Arrivato in Italia sin da ragazzo, Eugert viene da Rrogozhine, una cittadina nel distretto di Tirana, situata proprio a metà strada tra la capitale albanese e Valona, proprio nel mezzo delle strade che vedranno passare il giro nei tre giorni della grande partenza. Rrogozhine una zona, come molte in Albania, in cui non si sapeva molto di ciclismo. Come ci aveva raccontato ieri Frassi, il ciclismo in Albania è stato per lungo tempo un fenomeno poco conosciuto. Anche per questo Zhupa è stato un pioniere del ciclismo albanese sul piano internazionale. Ha disputato quattro Giri d’Italia, vinto sette titoli nazionali, di cui tre a cronometro, e si è sempre dimostrato un lottatore.

Sei stagioni da pro’ di cui tre nella Neri Sottoli per Zhupa. Oggi Eugert vive con la sua famiglia in Emilia
Sei stagioni da pro’ di cui tre nella Neri Sottoli per Zhupa. Oggi Eugert vive con la sua famiglia in Emilia
Eugert, partiamo da te, dal tuo ciclismo. Quando ci siamo presentati ci hai detto: «Volevo essere un esempio per il ciclismo albanese», raccontaci.

Negli anni ‘90, quando i primi albanesi sbarcarono in Italia, noi eravamo visti male. I giornali parlavano sempre male degli albanesi e a scuola ero un po’ preso di mira. Allora dissi a me stesso: «Io sarò l’unico albanese di cui i giornali parleranno bene». Con tanti sacrifici sono riuscito a realizzare un sogno che avevo da bambino: arrivare al professionismo e partecipare al Giro d’Italia. E ci sono riuscito.

-.-.-

Nel brano su Eugert Zhupa, perché da ragazzo si disse che sarebbe stato l'unico albanese di cui i giornali avrebbero parlato bene? Rispondi in una, due o tre frasi. Le righe riportate qui sotto non servono.

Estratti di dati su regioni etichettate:
-.-.-

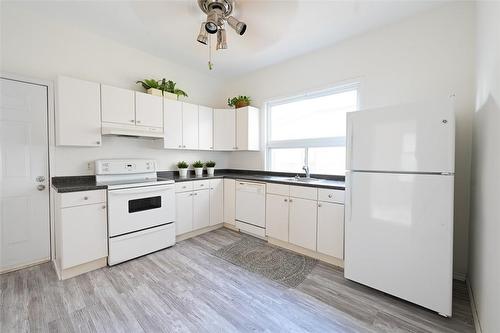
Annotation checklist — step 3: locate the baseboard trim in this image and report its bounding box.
[267,237,344,268]
[465,279,483,333]
[0,258,50,275]
[175,223,224,242]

-.-.-

→ Risposta: Negli anni '90, quando i primi albanesi sbarcarono in Italia, gli albanesi erano visti male. I giornali ne parlavano sempre male e a scuola lui era un po' preso di mira.